(Your instructions)
How might the night photography tips continue? Write the next part of that text, picking up right after its final sentence.

Night photography can be a little tricky for beginners because the settings used are the complete opposite of what we use to shoot in the daytime. In the daytime we have plenty of natural light coming from the sky via the sun. However, with nighttime photography we have to work with other sources of light because the moon just didn’t give off the same amount of light as the sun. Here are some tips for capturing great natural light images at night.
What You Need:
A tripod is a must for night photography because of the settings and slow shutter speeds you will be using.
A camera that allows you to shoot in manual mode is also essential.
A lens with a wide aperture is ideal for night photography in order to get enough light into your images.
A remote will also come in handy to help avoid camera shake using long exposures. When shooting with long exposures your camera can be very sensitive to any movement, even when on a tripod. A simple push of a button could cause just enough movement to take away from the sharpness of your image.
Your settings, just like in any lighting situation, will depend on exactly how much light you are working with. If you are shooting a lit up scene from a distance, your camera needs to be able to pick up on that light. Likewise, if you are in the center of a well-lit area, your settings wouldn’t need to be as sensitive to light.
Chances are you will need to shoot at a higher ISO to allow your sensor to be more sensitive to light. Keep in mind that shooting at higher ISO settings means you run the chance of getting more “noise” in your images.
Your Aperture settings will also need to be as wide as you can get away with. Aperture determines the size of the opening at the end of your lens. This means the wider it is, the more light you will be allowing in.

(Dataset content)
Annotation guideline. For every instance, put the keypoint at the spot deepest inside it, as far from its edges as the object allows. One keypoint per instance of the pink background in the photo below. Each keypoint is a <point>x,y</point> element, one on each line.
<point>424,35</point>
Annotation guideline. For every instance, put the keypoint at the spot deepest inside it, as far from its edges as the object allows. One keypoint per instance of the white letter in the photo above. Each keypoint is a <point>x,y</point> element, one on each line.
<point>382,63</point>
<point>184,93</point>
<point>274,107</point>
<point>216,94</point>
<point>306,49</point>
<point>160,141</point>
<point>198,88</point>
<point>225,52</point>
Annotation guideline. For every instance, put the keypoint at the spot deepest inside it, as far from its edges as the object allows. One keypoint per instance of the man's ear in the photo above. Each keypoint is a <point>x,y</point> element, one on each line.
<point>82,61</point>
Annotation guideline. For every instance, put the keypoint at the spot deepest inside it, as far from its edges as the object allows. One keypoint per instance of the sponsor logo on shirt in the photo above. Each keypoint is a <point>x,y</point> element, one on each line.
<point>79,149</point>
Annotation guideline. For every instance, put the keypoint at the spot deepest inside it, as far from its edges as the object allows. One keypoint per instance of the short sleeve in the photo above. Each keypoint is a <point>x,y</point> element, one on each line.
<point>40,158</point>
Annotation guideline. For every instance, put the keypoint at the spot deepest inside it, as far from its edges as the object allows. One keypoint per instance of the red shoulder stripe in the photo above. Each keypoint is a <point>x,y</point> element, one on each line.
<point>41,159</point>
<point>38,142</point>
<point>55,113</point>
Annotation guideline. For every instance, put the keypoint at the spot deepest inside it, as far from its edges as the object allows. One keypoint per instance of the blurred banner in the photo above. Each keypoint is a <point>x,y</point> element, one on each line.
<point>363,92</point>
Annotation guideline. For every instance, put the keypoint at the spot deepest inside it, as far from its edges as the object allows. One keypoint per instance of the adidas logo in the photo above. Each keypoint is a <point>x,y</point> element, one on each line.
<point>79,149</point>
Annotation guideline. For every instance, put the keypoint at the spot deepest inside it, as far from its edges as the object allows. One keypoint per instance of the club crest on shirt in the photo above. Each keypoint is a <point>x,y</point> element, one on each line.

(Task output)
Shutter Speed settings will need to be much slower than you typically shoot with. That is why you need a tripod and remote. Slower shutter speeds can also capture motion with moving vehicles, etc. This can give interesting and visually appealing life to your night images.
Each of these settings will need to be adjusted according to the scene you are shooting. The best thing to do is to set up your shot, and adjust them all accordingly and take several different shots until you get the exposure just right.
What To Shoot At Night:
Lighting storms can allow you to capture interesting images. Use very slow shutter speeds to allow time to capture the strikes rather than trying to time it just right. The longer your shutter is open, the better chance you have of possibly capturing more than one strike per image.
City scenes also make for great photo opportunities at night. The lights from buildings, street lights, traffic lights, etc. can give you a lot of great colors to pick up on leaving you with visually appealing photos.
When shooting with the natural lights provided in a night scene, remember exposure is key. This requires you to think differently than you do when shooting during the day.
One huge advantage of night photography is that it really gives beginners an idea of the three main exposure settings (ISO, Aperture, Shutter Speed) and how they work together.
Be patient, take the time to set up your shots and get your settings just right, and take advantage of the night scenes around you. With the right equipment and a little knowledge you can begin to capture stunning nighttime images!